[Begin DOCUMENT SECTION]
The ->iomap_begin() operation is a hot path, so cache the
fs_dax_get_by_host() result to avoid the incurring the hash lookup
overhead.

Cc: Jan Kara <jack@suse.com>
Cc: "Theodore Ts'o" <tytso@mit.edu>
Cc: Andreas Dilger <adilger.kernel@dilger.ca>
Reported-by: Christoph Hellwig <hch@lst.de>
Signed-off-by: Dan Williams <dan.j.williams@intel.com>
---
 fs/ext2/inode.c    |   11 +++++++----
 fs/ext4/inode.c    |   11 +++++++----
 include/linux/fs.h |    3 +++
 3 files changed, 17 insertions(+), 8 deletions(-)

diff --git a/fs/ext2/inode.c b/fs/ext2/inode.c
index 30163d007b2f..910e6d502137 100644
--- a/fs/ext2/inode.c
+++ b/fs/ext2/inode.c
@@ -801,6 +801,7 @@ static int ext2_iomap_begin(struct inode *inode, loff_t offset, loff_t length,
 		unsigned flags, struct iomap *iomap)
[End DOCUMENT SECTION]
[Begin RECORDED INFORMATION]
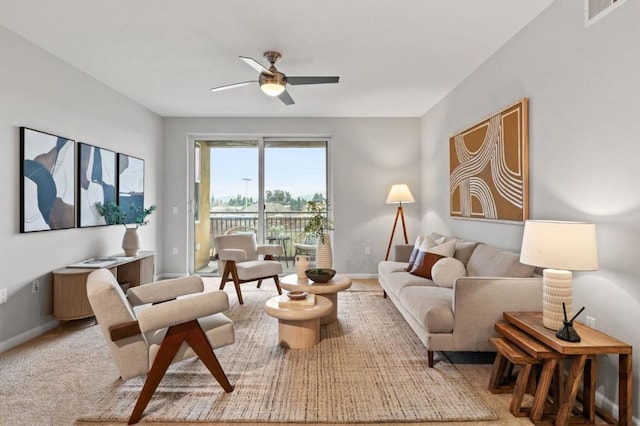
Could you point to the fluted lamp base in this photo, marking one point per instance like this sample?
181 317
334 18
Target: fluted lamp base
556 288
[End RECORDED INFORMATION]
# PROMPT 1
According to the patch summary, how many insertions and deletions does the change make?
# PROMPT 2
Repeat the patch text word for word, starting at "diff --git a/fs/ext2/inode.c" and ending at "struct iomap *iomap)".

# COMPLETE OUTPUT 1
It makes 17 insertions and 8 deletions.

# COMPLETE OUTPUT 2
diff --git a/fs/ext2/inode.c b/fs/ext2/inode.c
index 30163d007b2f..910e6d502137 100644
--- a/fs/ext2/inode.c
+++ b/fs/ext2/inode.c
@@ -801,6 +801,7 @@ static int ext2_iomap_begin(struct inode *inode, loff_t offset, loff_t length,
 		unsigned flags, struct iomap *iomap)